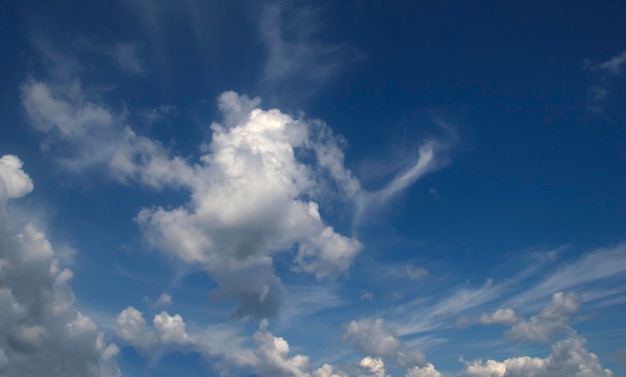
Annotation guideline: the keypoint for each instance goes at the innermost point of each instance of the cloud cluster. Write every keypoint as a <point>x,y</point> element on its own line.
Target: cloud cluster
<point>551,321</point>
<point>569,358</point>
<point>605,75</point>
<point>41,333</point>
<point>251,198</point>
<point>374,338</point>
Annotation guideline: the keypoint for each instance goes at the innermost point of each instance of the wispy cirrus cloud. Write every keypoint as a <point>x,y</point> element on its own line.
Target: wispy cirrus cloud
<point>606,74</point>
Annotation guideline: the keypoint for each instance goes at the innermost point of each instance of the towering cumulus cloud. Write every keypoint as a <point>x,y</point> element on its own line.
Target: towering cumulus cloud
<point>41,333</point>
<point>251,197</point>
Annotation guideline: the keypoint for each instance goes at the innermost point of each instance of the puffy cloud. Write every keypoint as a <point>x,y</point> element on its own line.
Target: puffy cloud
<point>132,327</point>
<point>569,358</point>
<point>221,344</point>
<point>126,55</point>
<point>82,133</point>
<point>415,273</point>
<point>428,370</point>
<point>369,296</point>
<point>327,370</point>
<point>620,357</point>
<point>374,338</point>
<point>13,181</point>
<point>552,320</point>
<point>253,193</point>
<point>463,322</point>
<point>164,300</point>
<point>605,74</point>
<point>41,333</point>
<point>500,317</point>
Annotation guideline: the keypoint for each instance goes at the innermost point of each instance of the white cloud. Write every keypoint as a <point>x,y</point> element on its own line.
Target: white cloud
<point>415,272</point>
<point>614,65</point>
<point>14,183</point>
<point>463,322</point>
<point>126,55</point>
<point>273,356</point>
<point>41,333</point>
<point>428,370</point>
<point>374,338</point>
<point>425,315</point>
<point>221,344</point>
<point>551,321</point>
<point>131,326</point>
<point>500,317</point>
<point>298,60</point>
<point>80,133</point>
<point>569,358</point>
<point>164,300</point>
<point>248,202</point>
<point>374,365</point>
<point>601,264</point>
<point>367,296</point>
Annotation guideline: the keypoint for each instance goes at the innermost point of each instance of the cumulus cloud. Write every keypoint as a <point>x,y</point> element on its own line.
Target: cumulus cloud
<point>254,192</point>
<point>14,183</point>
<point>415,272</point>
<point>620,357</point>
<point>375,367</point>
<point>551,321</point>
<point>605,75</point>
<point>80,132</point>
<point>41,332</point>
<point>273,355</point>
<point>298,61</point>
<point>463,322</point>
<point>500,317</point>
<point>374,338</point>
<point>166,329</point>
<point>569,358</point>
<point>221,344</point>
<point>250,198</point>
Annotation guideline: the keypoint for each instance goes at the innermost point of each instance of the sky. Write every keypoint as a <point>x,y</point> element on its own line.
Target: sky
<point>312,188</point>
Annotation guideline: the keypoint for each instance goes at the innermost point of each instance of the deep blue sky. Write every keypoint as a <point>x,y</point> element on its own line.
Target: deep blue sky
<point>505,241</point>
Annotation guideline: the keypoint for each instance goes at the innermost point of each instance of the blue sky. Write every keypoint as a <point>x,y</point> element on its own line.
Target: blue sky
<point>312,189</point>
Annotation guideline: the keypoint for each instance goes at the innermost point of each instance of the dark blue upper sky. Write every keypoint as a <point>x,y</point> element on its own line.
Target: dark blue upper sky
<point>430,168</point>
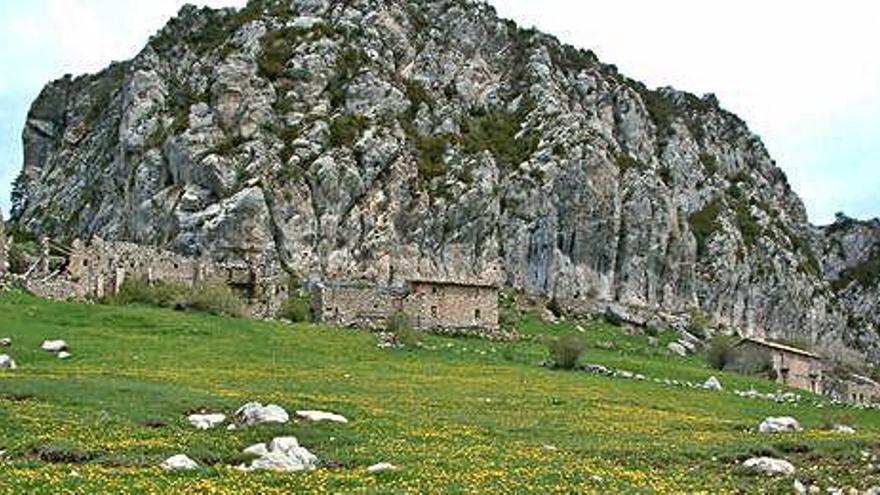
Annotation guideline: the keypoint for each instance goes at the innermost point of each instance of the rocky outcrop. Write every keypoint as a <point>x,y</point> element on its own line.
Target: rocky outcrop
<point>385,140</point>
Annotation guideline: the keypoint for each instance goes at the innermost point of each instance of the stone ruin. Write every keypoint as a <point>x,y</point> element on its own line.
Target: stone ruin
<point>96,269</point>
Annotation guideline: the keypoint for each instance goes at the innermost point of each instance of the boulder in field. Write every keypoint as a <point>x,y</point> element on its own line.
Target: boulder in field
<point>322,416</point>
<point>781,424</point>
<point>281,454</point>
<point>206,421</point>
<point>769,466</point>
<point>7,363</point>
<point>178,462</point>
<point>254,413</point>
<point>712,384</point>
<point>381,467</point>
<point>54,345</point>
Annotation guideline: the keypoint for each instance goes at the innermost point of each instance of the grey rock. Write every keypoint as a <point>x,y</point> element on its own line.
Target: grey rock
<point>7,363</point>
<point>179,462</point>
<point>254,413</point>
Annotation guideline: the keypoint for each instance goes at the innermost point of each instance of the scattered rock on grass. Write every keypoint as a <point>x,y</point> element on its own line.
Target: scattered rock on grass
<point>254,413</point>
<point>179,462</point>
<point>845,429</point>
<point>7,363</point>
<point>281,454</point>
<point>770,466</point>
<point>380,467</point>
<point>54,345</point>
<point>206,421</point>
<point>779,425</point>
<point>712,384</point>
<point>322,416</point>
<point>677,349</point>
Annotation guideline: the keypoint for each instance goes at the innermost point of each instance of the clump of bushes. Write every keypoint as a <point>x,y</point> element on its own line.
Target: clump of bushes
<point>400,325</point>
<point>721,351</point>
<point>565,351</point>
<point>209,297</point>
<point>297,308</point>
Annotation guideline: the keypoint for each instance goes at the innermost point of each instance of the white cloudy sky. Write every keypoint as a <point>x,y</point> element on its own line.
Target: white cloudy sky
<point>803,73</point>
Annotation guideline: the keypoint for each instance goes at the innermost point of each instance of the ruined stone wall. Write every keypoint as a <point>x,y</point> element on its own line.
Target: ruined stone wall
<point>443,305</point>
<point>798,371</point>
<point>364,306</point>
<point>102,267</point>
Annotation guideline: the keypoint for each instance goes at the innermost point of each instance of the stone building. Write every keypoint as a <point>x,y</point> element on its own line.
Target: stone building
<point>860,389</point>
<point>429,304</point>
<point>793,367</point>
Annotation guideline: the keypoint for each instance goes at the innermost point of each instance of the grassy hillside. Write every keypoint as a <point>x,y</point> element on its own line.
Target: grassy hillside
<point>460,416</point>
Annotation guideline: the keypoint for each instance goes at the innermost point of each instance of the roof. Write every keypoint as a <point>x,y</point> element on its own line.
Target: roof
<point>454,283</point>
<point>779,347</point>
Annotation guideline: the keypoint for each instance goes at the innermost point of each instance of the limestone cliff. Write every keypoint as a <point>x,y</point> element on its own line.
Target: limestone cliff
<point>391,139</point>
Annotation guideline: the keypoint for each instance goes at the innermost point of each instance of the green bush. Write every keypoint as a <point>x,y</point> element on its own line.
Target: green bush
<point>400,324</point>
<point>721,351</point>
<point>297,308</point>
<point>565,351</point>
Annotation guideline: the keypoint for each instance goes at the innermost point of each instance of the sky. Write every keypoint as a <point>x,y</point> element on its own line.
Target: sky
<point>802,73</point>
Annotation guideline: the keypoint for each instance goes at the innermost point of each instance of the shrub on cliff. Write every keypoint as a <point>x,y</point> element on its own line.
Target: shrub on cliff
<point>565,351</point>
<point>297,308</point>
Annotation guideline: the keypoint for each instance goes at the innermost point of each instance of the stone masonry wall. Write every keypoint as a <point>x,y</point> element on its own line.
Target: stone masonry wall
<point>430,305</point>
<point>364,306</point>
<point>447,305</point>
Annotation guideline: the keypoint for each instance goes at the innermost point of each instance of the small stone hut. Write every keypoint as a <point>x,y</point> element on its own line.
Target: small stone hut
<point>430,304</point>
<point>794,367</point>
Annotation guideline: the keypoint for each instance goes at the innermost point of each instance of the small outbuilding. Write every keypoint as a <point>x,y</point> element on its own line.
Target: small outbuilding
<point>793,367</point>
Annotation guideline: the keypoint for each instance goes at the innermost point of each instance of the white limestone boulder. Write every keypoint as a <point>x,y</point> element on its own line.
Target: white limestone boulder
<point>712,384</point>
<point>254,413</point>
<point>283,454</point>
<point>677,349</point>
<point>317,416</point>
<point>54,345</point>
<point>381,467</point>
<point>783,424</point>
<point>206,421</point>
<point>844,429</point>
<point>178,462</point>
<point>770,466</point>
<point>7,363</point>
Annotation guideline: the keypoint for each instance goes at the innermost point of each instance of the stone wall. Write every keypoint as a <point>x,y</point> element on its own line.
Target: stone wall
<point>97,269</point>
<point>354,305</point>
<point>450,305</point>
<point>430,305</point>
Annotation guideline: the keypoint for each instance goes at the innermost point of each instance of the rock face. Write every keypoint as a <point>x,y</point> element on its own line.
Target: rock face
<point>385,140</point>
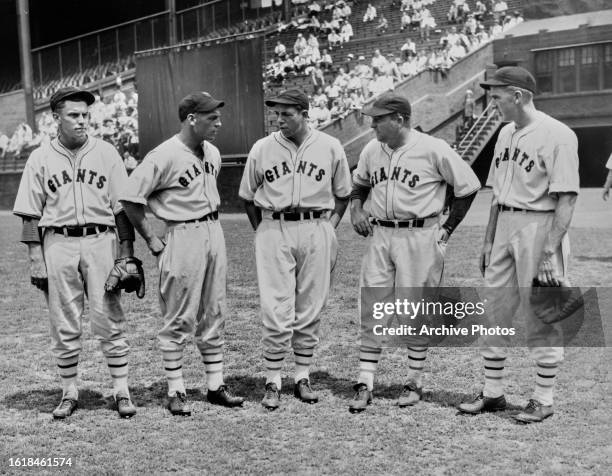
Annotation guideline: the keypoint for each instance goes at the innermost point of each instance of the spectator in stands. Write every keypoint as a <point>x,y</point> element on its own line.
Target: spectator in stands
<point>334,40</point>
<point>379,62</point>
<point>370,13</point>
<point>405,21</point>
<point>279,49</point>
<point>346,31</point>
<point>408,49</point>
<point>326,60</point>
<point>382,26</point>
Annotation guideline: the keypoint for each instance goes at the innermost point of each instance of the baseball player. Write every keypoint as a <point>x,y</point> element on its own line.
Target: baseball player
<point>405,172</point>
<point>296,185</point>
<point>68,200</point>
<point>608,184</point>
<point>178,181</point>
<point>534,175</point>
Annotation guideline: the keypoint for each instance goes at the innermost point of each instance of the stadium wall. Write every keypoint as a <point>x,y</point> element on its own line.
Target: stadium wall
<point>12,106</point>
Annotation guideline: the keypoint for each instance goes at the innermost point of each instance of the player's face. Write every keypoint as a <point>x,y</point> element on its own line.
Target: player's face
<point>504,100</point>
<point>290,120</point>
<point>206,124</point>
<point>72,123</point>
<point>387,128</point>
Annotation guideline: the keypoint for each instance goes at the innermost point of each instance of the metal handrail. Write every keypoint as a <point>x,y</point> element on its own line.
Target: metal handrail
<point>91,33</point>
<point>490,106</point>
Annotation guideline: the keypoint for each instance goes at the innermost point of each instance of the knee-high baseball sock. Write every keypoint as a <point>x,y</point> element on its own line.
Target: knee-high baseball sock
<point>273,361</point>
<point>545,381</point>
<point>213,362</point>
<point>416,362</point>
<point>368,362</point>
<point>303,360</point>
<point>118,367</point>
<point>494,376</point>
<point>68,373</point>
<point>173,368</point>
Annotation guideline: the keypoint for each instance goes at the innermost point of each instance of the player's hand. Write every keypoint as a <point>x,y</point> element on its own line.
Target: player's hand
<point>547,274</point>
<point>361,222</point>
<point>156,245</point>
<point>485,257</point>
<point>38,273</point>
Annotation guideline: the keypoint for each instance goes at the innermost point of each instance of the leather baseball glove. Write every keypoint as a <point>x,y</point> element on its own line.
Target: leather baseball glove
<point>554,304</point>
<point>126,274</point>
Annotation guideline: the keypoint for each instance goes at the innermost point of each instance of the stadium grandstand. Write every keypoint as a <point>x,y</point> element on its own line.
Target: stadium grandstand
<point>342,53</point>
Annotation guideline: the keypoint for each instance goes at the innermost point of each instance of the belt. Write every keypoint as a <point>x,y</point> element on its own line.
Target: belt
<point>85,230</point>
<point>415,223</point>
<point>505,208</point>
<point>297,216</point>
<point>210,216</point>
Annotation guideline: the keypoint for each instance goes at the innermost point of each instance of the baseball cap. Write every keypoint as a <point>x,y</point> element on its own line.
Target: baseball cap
<point>511,76</point>
<point>386,104</point>
<point>289,97</point>
<point>70,92</point>
<point>200,101</point>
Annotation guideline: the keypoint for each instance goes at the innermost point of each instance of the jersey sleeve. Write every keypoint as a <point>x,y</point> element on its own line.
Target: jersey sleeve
<point>31,196</point>
<point>341,180</point>
<point>117,181</point>
<point>251,177</point>
<point>563,168</point>
<point>145,179</point>
<point>456,171</point>
<point>361,174</point>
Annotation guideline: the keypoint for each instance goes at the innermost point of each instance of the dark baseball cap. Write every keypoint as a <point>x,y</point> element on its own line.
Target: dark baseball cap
<point>72,93</point>
<point>200,101</point>
<point>387,104</point>
<point>511,76</point>
<point>290,97</point>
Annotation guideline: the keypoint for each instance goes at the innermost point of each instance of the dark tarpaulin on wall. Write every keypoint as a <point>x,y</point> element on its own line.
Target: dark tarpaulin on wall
<point>230,71</point>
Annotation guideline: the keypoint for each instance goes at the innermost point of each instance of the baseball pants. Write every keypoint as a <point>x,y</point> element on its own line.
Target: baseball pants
<point>295,260</point>
<point>78,267</point>
<point>192,286</point>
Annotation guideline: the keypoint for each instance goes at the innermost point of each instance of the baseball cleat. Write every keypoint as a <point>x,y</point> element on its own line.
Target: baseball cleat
<point>483,404</point>
<point>534,412</point>
<point>222,396</point>
<point>66,408</point>
<point>125,407</point>
<point>271,400</point>
<point>304,392</point>
<point>411,395</point>
<point>362,398</point>
<point>177,405</point>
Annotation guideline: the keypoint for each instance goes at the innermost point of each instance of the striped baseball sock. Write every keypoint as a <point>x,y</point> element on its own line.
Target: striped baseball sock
<point>303,360</point>
<point>368,362</point>
<point>118,367</point>
<point>213,362</point>
<point>416,362</point>
<point>173,368</point>
<point>68,373</point>
<point>494,376</point>
<point>273,361</point>
<point>545,382</point>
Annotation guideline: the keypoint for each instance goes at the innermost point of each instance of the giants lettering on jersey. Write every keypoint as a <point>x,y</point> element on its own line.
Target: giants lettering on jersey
<point>521,157</point>
<point>90,177</point>
<point>191,173</point>
<point>398,174</point>
<point>304,168</point>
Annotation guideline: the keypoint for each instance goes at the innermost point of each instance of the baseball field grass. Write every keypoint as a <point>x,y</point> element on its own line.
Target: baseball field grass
<point>299,438</point>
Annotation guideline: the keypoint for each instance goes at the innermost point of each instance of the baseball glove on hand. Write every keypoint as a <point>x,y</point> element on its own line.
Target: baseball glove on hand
<point>126,274</point>
<point>554,304</point>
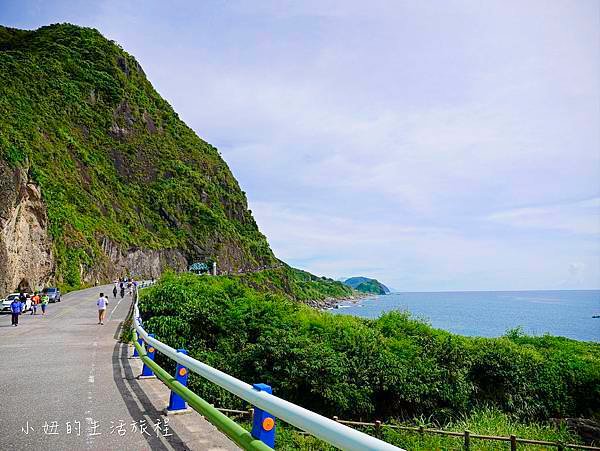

TASK ITEM ▸
Everything above from the line containing "Target: jersey sleeve" down to the line containing "the dark tarpaulin" should be copied exactly, both end lines included, and nothing else.

PROBLEM SOLUTION ▸
Target: jersey sleeve
<point>31,196</point>
<point>341,180</point>
<point>117,181</point>
<point>251,177</point>
<point>563,168</point>
<point>145,179</point>
<point>456,171</point>
<point>361,174</point>
Annotation guideline: the keypoint for each instance goes at the innermost point of each instance of the dark baseball cap. Write every keypoint as a <point>x,y</point> element on its own line.
Target: dark baseball cap
<point>72,93</point>
<point>200,101</point>
<point>387,104</point>
<point>511,76</point>
<point>290,97</point>
Annotation guideline: the keypoint for each instance goes at the innermost point of each instance of the dark tarpaulin on wall. Write every keypoint as a <point>x,y</point> element on its own line.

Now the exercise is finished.